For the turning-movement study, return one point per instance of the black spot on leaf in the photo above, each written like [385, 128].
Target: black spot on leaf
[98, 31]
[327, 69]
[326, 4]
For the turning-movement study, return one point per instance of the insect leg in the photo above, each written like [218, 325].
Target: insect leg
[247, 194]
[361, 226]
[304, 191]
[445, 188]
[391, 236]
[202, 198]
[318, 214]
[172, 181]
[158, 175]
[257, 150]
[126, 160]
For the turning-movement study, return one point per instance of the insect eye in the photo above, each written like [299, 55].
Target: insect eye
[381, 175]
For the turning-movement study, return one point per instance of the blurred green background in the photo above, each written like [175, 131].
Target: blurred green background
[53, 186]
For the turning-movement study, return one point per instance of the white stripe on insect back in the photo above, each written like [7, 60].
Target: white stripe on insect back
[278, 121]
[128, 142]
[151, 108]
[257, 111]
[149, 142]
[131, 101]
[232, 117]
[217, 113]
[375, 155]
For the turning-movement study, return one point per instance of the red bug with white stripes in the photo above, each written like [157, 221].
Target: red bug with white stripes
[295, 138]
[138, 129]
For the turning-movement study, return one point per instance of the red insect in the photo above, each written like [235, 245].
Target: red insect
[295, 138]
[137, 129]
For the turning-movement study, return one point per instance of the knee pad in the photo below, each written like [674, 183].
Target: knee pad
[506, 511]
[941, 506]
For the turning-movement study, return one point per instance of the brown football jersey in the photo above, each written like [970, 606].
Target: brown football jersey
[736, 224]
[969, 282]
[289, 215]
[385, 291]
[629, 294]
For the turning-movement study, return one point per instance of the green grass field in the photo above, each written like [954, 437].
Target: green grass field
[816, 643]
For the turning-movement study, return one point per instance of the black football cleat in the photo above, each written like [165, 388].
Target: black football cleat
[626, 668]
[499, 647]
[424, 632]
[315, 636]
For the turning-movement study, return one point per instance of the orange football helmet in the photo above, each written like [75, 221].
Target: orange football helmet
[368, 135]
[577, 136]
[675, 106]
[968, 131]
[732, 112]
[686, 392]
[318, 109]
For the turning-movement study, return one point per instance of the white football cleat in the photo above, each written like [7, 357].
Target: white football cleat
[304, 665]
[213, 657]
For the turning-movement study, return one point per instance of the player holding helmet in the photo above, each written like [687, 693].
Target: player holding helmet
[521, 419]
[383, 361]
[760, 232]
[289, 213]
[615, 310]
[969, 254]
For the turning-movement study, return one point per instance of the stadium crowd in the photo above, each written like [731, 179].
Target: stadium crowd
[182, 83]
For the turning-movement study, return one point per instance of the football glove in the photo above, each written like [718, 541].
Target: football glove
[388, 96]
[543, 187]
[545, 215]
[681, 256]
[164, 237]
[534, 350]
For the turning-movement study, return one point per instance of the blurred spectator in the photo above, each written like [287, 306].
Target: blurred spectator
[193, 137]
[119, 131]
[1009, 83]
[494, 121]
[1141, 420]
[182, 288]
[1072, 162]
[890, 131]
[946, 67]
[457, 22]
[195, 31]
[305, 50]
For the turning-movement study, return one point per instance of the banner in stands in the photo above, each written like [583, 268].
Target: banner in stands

*Written problem*: Give back all of the data above, switching every "turning-movement study" to "traffic count" and leaving everything else the same.

*Solution for this task*:
For the traffic count, return one point per instance of the black spot on leaf in the photo above, each written like [385, 128].
Target: black spot on leaf
[98, 31]
[327, 69]
[326, 4]
For the traffic count, return one point per instance of the insect leg in the photo above, each written like [218, 325].
Target: insect leg
[247, 194]
[361, 226]
[304, 191]
[445, 188]
[391, 236]
[202, 198]
[318, 214]
[172, 181]
[158, 175]
[257, 150]
[126, 160]
For the traffic count, return one point per instance of the insect eye in the photo above, each written like [299, 55].
Target: insect eye
[381, 175]
For the traffic count, return one point per instance of the blurred green background in the photo above, each written like [175, 131].
Target: blurred green background
[53, 186]
For the traffic count, return one point per instance of the white stripe on insect back in the photo above, each written like [7, 60].
Target: white stripe on insect back
[278, 121]
[128, 142]
[151, 108]
[257, 111]
[149, 142]
[131, 101]
[232, 117]
[217, 113]
[375, 155]
For the traffic count, return one point per instance of the red bug with white stripes in the photo above, each written like [157, 221].
Target: red bug with white stripes
[295, 138]
[138, 129]
For the traffic count, return one point per instance of the red insect in the photo above, each written like [235, 245].
Target: red insect
[295, 138]
[137, 129]
For the traffic count, return one point per instance of the knee pad in the photo below, each written like [674, 183].
Target: knee pad
[506, 511]
[941, 506]
For the traffic count, return one point per instance of the brown football jersey in the photo above, each written like [970, 606].
Target: brown football jersey
[736, 224]
[969, 282]
[289, 215]
[385, 291]
[629, 294]
For the traffic count, return one point per instance of the green grass field in the photo above, each written like [954, 437].
Target: green grass field
[816, 643]
For the traffic count, return one point per instance of the black football cleat in the photo above, each written like [165, 388].
Target: black football cleat
[626, 668]
[499, 647]
[424, 632]
[315, 636]
For the traffic count, return one point per instance of the orange football helmet in the photo above, each written like [75, 221].
Target: orange football helmet
[368, 135]
[577, 136]
[675, 106]
[968, 131]
[732, 112]
[686, 392]
[318, 109]
For the traffic count, return one point per instance of the white football cleat in the photo above, each written like [7, 357].
Target: white football cleat
[304, 665]
[213, 657]
For the traffic count, return one point per instance of the player holding helmet in the photo above, each written like [687, 693].
Target: player holding helmet
[521, 419]
[383, 361]
[760, 232]
[289, 213]
[615, 310]
[969, 254]
For the traffic count, return one point per instance of the stadium crowd in the photo above, each written like [731, 179].
Target: stadium crowd
[182, 83]
For the traffic count, return one point per instance of the football glove in the photo above, each written like [718, 541].
Target: football glove
[388, 96]
[543, 187]
[545, 215]
[681, 256]
[164, 237]
[534, 350]
For the traffic count, return one point per instance of the blurred spectator in the photo above, each written like [287, 306].
Target: blurred spectator
[193, 137]
[119, 131]
[1009, 83]
[494, 121]
[1141, 420]
[182, 288]
[1072, 162]
[890, 131]
[946, 67]
[457, 22]
[195, 31]
[305, 50]
For the traffic count, return one point per instance of the banner in stands in the photo above, each written like [583, 268].
Target: banner in stands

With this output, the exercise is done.